作業指示:
新型コロナ対策の診療報酬に関する記事を読み、次の問いに答えよ。
(a) 外来や在宅で中和抗体薬を投与した際の「救急医療管理加算1」の報酬額は、通常の何倍に引き上げられるか。
(b) 「感染症対策実施加算」として、入院では1日何点が基本診療料に上乗せされてきたか。
(c) 新たな補助金制度で、無床診療所の補助上限額はいくらか。

提供文章:
^^^^
厚生労働省は9月28日、10月以降の医療機関における新型コロナウイルス感染防止対策の支援方法などについて、事務連絡した。基本診療料に加算する特例は、予定通り9月末で終了。今後、感染防止対策に要する経費は補助金で支援する。また、同日付で感染患者などを診療した際の診療報酬上の特例を拡充。外来や在宅で中和抗体薬を投与した際の「救急医療管理加算1」の報酬額を、通常の3~5倍に引き上げる。
新型コロナ対応の診療報酬上の特例では、2021年4月以降、「感染症対策実施加算」として、外来は1回5点、入院は1日10点をそれぞれ基本診療料に上乗せしてきた。6歳未満の乳幼児については、さらに外来診療時に1回100点を上乗せできる特例を設定。その実施期間については、基本診療料の加算は21年9月末まで、乳幼児の特例は、21年10月以降は規模を縮小して22年3月末まで継続するとされていた。
今回の事務連絡は、予定通り基本診療料の加算は9月末で終了し、乳幼児の特例は10月診療分から50点に減額した上で、22年3月診療分まで継続することを示した。医療機関などの感染防止対策に要する、かかり増し経費は、今後、診療報酬ではなく、新たに創設する国の補助金制度で支援する。期間は21年12月末まで。補助上限額は、▶病院・有床診療所10万円、▶無床診療所8万円、▶薬局、訪問看護事業者、助産所6万円―とする。
^^^^
記録の抜粋:
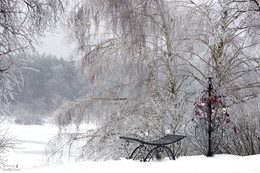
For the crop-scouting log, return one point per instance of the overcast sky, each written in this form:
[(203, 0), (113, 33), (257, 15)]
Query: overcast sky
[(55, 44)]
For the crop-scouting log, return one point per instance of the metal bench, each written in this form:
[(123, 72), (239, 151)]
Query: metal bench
^^^^
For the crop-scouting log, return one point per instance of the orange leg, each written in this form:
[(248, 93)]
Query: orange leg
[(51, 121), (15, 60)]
^^^^
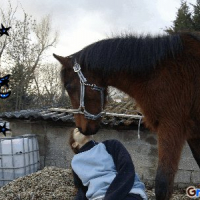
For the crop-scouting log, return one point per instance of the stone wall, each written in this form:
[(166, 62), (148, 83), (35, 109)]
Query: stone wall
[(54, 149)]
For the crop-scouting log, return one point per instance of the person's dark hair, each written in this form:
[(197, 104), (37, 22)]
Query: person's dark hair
^^^^
解答:
(a) 通常の3~5倍
(b) 10点
(c) 8万円